Task to carry out
Copy the lines word for word. Begin at the line that contains "knee with a single pin per instance." and end with the final line of the data.

Information provided

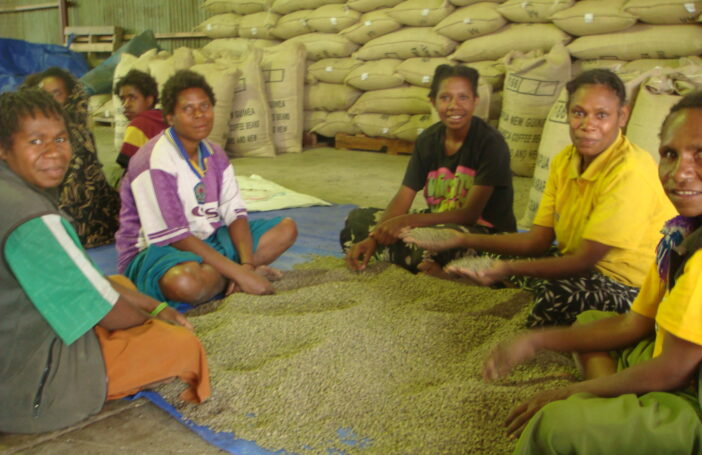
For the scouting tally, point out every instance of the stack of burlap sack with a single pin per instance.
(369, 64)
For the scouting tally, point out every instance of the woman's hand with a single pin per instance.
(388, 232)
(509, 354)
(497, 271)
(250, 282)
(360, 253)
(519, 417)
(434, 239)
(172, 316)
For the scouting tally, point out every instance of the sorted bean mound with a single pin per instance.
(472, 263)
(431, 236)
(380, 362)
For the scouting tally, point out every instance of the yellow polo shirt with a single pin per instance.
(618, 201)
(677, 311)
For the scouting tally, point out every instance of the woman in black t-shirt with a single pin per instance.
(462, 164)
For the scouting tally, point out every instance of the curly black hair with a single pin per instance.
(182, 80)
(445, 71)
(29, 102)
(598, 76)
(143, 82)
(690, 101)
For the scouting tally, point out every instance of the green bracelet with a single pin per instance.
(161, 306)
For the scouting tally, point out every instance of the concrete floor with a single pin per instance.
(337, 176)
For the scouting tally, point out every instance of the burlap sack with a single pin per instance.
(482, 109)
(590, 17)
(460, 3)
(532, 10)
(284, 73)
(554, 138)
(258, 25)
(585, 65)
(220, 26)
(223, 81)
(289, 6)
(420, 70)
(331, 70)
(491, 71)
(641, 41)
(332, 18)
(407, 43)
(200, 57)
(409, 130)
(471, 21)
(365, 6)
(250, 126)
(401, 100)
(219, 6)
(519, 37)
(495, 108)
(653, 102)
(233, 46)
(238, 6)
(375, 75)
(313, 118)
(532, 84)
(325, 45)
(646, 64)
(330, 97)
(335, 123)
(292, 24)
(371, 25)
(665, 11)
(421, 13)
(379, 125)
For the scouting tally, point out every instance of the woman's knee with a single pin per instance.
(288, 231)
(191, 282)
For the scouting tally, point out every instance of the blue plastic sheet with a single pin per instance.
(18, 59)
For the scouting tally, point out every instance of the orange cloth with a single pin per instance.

Reply to the task
For the scouting tally, point out every instance of the woman's knee with a single pin per instance.
(288, 231)
(191, 282)
For the scouting tally, point out every instance of the blue plastic sheet with a single pin per instance.
(18, 59)
For the scouting tally, point out every instance of the orange cloth with a single pin per instance.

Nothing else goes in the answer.